As the answer, give every line of the records that includes the word "ceiling".
***** Records to use
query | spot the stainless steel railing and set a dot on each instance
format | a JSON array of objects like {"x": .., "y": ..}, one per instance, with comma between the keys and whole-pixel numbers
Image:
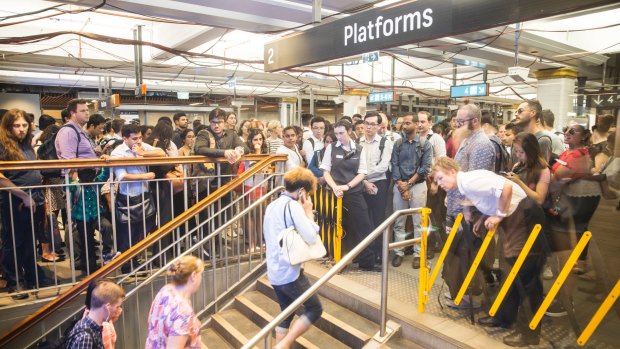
[{"x": 383, "y": 230}]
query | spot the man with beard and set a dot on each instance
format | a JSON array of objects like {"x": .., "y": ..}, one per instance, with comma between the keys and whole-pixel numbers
[
  {"x": 529, "y": 119},
  {"x": 411, "y": 163},
  {"x": 475, "y": 152}
]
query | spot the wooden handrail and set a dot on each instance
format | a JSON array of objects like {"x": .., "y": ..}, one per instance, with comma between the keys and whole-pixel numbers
[
  {"x": 138, "y": 248},
  {"x": 86, "y": 163}
]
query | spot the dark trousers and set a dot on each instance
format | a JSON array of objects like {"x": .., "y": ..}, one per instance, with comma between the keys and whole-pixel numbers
[
  {"x": 288, "y": 293},
  {"x": 18, "y": 243},
  {"x": 357, "y": 226},
  {"x": 527, "y": 284},
  {"x": 376, "y": 209},
  {"x": 85, "y": 243}
]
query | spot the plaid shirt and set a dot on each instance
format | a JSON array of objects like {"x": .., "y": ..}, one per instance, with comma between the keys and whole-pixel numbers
[{"x": 86, "y": 334}]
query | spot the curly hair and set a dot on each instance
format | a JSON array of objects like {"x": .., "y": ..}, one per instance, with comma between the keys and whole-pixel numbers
[
  {"x": 11, "y": 144},
  {"x": 182, "y": 269}
]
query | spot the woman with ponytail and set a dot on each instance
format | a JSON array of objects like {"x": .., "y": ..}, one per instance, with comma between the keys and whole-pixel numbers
[{"x": 172, "y": 322}]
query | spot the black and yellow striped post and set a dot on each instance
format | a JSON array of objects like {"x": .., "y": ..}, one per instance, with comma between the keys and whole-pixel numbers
[
  {"x": 329, "y": 219},
  {"x": 515, "y": 269},
  {"x": 599, "y": 315}
]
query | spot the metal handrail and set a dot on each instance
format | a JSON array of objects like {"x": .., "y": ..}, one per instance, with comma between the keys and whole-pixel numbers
[
  {"x": 86, "y": 163},
  {"x": 383, "y": 228},
  {"x": 165, "y": 267},
  {"x": 138, "y": 248}
]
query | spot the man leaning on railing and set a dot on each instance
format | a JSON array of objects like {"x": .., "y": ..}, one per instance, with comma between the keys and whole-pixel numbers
[{"x": 134, "y": 204}]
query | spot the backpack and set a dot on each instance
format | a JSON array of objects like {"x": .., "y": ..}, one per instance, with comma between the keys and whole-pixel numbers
[
  {"x": 553, "y": 157},
  {"x": 47, "y": 151},
  {"x": 502, "y": 159},
  {"x": 419, "y": 150}
]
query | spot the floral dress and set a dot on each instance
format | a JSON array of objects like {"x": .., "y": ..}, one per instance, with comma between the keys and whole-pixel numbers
[{"x": 172, "y": 315}]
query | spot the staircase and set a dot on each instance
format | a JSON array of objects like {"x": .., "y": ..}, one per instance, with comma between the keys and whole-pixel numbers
[{"x": 338, "y": 327}]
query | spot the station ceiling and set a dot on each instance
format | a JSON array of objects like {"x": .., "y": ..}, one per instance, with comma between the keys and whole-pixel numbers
[{"x": 203, "y": 46}]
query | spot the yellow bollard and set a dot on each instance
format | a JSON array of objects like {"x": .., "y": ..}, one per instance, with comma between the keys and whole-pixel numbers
[
  {"x": 560, "y": 280},
  {"x": 444, "y": 252},
  {"x": 338, "y": 237},
  {"x": 599, "y": 315},
  {"x": 475, "y": 264},
  {"x": 515, "y": 269},
  {"x": 422, "y": 292}
]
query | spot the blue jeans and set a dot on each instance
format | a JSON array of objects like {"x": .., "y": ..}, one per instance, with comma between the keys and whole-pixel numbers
[{"x": 288, "y": 293}]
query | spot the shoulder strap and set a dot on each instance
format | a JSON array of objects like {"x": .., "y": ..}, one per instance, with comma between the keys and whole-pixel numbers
[
  {"x": 77, "y": 147},
  {"x": 381, "y": 147}
]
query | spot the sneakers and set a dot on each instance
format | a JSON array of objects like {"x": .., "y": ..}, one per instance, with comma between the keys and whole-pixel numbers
[
  {"x": 397, "y": 261},
  {"x": 108, "y": 257},
  {"x": 465, "y": 304},
  {"x": 556, "y": 310}
]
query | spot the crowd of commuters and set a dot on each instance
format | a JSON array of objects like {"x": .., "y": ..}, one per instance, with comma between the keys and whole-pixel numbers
[{"x": 510, "y": 176}]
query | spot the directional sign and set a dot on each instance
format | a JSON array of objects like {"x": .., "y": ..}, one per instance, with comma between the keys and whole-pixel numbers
[
  {"x": 405, "y": 23},
  {"x": 371, "y": 57},
  {"x": 606, "y": 100},
  {"x": 381, "y": 97},
  {"x": 474, "y": 90}
]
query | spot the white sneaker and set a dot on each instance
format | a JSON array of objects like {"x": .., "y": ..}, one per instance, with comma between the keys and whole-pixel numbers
[{"x": 465, "y": 304}]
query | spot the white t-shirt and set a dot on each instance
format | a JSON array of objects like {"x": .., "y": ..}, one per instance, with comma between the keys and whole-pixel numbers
[{"x": 483, "y": 189}]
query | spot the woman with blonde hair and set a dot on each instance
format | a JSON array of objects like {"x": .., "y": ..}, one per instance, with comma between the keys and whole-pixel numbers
[{"x": 172, "y": 322}]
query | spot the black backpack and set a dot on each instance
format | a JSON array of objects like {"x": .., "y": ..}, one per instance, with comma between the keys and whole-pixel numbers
[
  {"x": 47, "y": 151},
  {"x": 502, "y": 159}
]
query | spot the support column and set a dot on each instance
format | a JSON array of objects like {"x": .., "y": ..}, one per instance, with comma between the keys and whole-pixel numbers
[
  {"x": 287, "y": 111},
  {"x": 355, "y": 102},
  {"x": 555, "y": 90}
]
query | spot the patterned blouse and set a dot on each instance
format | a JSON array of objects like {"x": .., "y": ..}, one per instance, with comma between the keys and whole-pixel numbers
[{"x": 172, "y": 315}]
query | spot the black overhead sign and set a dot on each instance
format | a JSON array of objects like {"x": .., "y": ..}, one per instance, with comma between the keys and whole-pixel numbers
[{"x": 410, "y": 22}]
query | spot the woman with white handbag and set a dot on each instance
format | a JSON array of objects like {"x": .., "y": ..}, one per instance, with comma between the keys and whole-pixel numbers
[{"x": 287, "y": 217}]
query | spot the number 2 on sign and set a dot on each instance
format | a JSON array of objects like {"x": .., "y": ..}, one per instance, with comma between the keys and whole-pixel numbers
[{"x": 270, "y": 56}]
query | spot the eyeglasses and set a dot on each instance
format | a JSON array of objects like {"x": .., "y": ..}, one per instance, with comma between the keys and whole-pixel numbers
[
  {"x": 462, "y": 122},
  {"x": 570, "y": 131}
]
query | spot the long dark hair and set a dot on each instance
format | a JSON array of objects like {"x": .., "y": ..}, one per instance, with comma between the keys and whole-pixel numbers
[
  {"x": 162, "y": 132},
  {"x": 253, "y": 132},
  {"x": 535, "y": 162},
  {"x": 10, "y": 143}
]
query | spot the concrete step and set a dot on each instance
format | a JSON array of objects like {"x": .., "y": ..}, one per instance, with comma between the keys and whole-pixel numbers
[
  {"x": 261, "y": 310},
  {"x": 212, "y": 340},
  {"x": 234, "y": 327},
  {"x": 339, "y": 322}
]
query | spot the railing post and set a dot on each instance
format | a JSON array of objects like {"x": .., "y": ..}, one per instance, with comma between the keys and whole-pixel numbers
[
  {"x": 553, "y": 291},
  {"x": 422, "y": 293},
  {"x": 599, "y": 315},
  {"x": 444, "y": 252},
  {"x": 384, "y": 278},
  {"x": 515, "y": 269},
  {"x": 474, "y": 264}
]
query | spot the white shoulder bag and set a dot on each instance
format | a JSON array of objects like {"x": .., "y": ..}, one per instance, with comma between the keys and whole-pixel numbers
[{"x": 294, "y": 249}]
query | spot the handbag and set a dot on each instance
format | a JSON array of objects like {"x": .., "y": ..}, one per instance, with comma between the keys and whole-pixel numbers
[
  {"x": 294, "y": 249},
  {"x": 134, "y": 209},
  {"x": 176, "y": 178}
]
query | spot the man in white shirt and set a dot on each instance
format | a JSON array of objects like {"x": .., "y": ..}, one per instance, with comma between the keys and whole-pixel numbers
[
  {"x": 289, "y": 148},
  {"x": 315, "y": 141},
  {"x": 133, "y": 190},
  {"x": 377, "y": 160},
  {"x": 435, "y": 195}
]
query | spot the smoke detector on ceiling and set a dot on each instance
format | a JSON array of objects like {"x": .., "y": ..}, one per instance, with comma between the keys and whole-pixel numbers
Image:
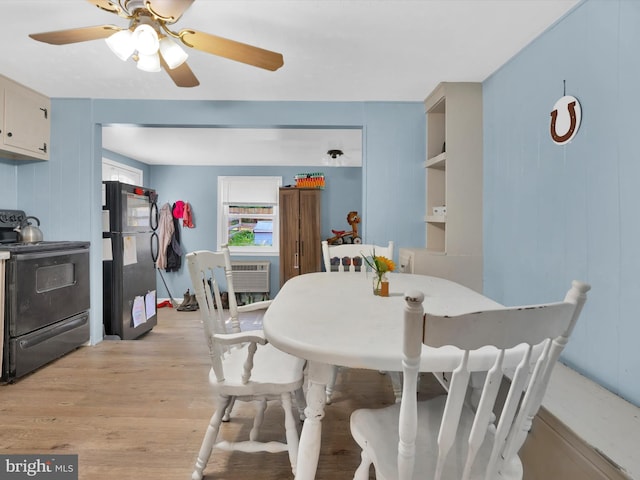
**********
Response to the task:
query | spot the station ceiling and set a dot on each instance
query | spot the smoke detector on ceiling and set a dot on each instance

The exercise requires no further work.